[What to produce] Could you return every line of the material below word for word, leaving the pictures out of your answer?

* START Material *

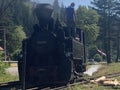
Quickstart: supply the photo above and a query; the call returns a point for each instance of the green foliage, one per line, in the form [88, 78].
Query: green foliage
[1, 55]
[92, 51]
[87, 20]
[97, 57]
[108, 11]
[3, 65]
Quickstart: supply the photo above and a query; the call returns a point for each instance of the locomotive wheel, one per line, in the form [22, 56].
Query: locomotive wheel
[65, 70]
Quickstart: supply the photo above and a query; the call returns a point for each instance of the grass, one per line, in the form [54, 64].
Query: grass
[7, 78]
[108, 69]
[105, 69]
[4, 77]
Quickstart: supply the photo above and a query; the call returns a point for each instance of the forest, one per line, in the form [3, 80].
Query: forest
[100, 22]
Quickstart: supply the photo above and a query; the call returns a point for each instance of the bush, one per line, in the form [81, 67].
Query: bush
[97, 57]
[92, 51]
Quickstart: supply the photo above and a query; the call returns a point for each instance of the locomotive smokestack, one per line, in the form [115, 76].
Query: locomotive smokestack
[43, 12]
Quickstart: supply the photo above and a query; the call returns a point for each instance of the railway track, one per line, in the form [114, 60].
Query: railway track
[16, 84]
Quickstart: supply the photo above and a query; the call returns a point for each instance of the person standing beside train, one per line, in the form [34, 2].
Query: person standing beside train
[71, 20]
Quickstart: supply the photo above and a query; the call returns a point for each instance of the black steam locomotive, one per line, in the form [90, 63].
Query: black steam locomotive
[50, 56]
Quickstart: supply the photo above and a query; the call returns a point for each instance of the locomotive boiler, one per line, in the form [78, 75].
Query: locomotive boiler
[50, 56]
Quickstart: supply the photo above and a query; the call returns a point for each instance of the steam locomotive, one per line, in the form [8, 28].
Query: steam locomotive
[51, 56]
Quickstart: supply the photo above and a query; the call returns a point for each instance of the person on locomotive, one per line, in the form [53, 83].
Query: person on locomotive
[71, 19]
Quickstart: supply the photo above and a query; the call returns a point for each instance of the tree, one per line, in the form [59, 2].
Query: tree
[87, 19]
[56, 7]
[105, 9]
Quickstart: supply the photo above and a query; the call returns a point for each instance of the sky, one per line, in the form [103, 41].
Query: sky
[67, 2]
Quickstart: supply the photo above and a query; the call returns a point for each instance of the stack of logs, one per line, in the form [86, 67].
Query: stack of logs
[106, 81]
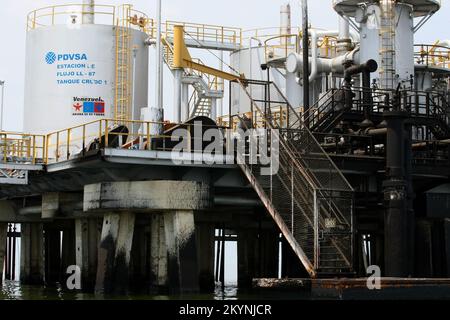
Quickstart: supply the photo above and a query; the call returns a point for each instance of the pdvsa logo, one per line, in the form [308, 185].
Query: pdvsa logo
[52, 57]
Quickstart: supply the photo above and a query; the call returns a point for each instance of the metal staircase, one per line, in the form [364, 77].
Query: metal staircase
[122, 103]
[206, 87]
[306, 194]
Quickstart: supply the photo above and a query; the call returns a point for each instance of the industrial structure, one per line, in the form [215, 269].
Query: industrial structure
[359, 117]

* END Material *

[The response]
Quickstart: supply the photo above and a query; the call returns a point for each instance of the green foliage, one per line, in the form [88, 78].
Query: green foliage
[1, 55]
[92, 51]
[87, 20]
[97, 57]
[108, 11]
[3, 65]
Quickstart: supply the photo above and a query; the call returns a point for each instance of the locomotive wheel, one per line, in the form [22, 56].
Query: locomotive wheel
[65, 70]
Quickstart: supply the photo above and a query; the call returns a point for each instance of the grass, one per line, in the form [54, 64].
Query: grass
[7, 78]
[108, 69]
[105, 69]
[4, 77]
Quickstart: supply the photo above and a query; the call returns a point for each instance of the forest, one per line, in the form [3, 80].
Query: forest
[100, 22]
Quickstart: supply the photo above and a query; the call returns a point for each instance of the bush, one per line, in the form [81, 67].
Query: bush
[97, 57]
[92, 51]
Quickstart: supply the photo above and a query; the call returns a point for each instance of the locomotive smokestack, one per line, in the form [115, 76].
Query: locomotive smokestack
[43, 12]
Quickstart: supply the photo above and a query; the call returns a point for each instance of the railway track, one per line, in the form [114, 60].
Query: railway track
[16, 84]
Quickstart: supply the photo above and a query; the call returns a point for each instance of the person standing beside train, one per line, in the form [34, 2].
Query: person standing beside train
[71, 20]
Quickstart: supply the photo above and a query; the call returns a point for each instance of the black steam locomotive, one per line, in the form [90, 63].
Query: black steam locomotive
[50, 56]
Quickstart: supply the photo above and a query; the call returns a point for each instance of the locomotive boiler, one per line, in the form [78, 75].
Query: locomotive boiler
[50, 56]
Quickstart: supply the photo above and a query; the call returns a point for each instance of the steam locomotive, one per line, in the form [8, 28].
Query: steam locomotive
[51, 56]
Quickstart: supply the photo above and a query; the call returns a point for each instance of the person on locomotive, one per line, in the form [53, 83].
Query: person on locomotive
[71, 19]
Quickstart: supply the photo above and a query; the call returns a point for each instance of the tree, one per line, in the form [59, 2].
Query: tree
[87, 19]
[56, 7]
[105, 9]
Quickstart: supply the photo above and a query; the call returns a point for each instance of the sky, one per line, in the form [103, 41].
Query: sky
[67, 2]
Quickstart: supply the photo above and a query; the call returns a point for each instance of the stack of logs, one per line, in the form [86, 67].
Query: stack of logs
[106, 81]
Quickstart: supply the photo above and a query; the call returns a point for each instance of the pdvsa logo, one per line, in the form [308, 185].
Query: pdvsa logo
[52, 57]
Quickstart: supply the photo above and a query; the call returns a point for each instance of the metal staircase, one per line, in the form [364, 77].
Query: metal staircase
[122, 103]
[206, 87]
[306, 194]
Quickstart: supply the photo above and a query; the call returns a point for each instance of the industrial structure, one per line, in the form [215, 269].
Query: industrial structure
[359, 117]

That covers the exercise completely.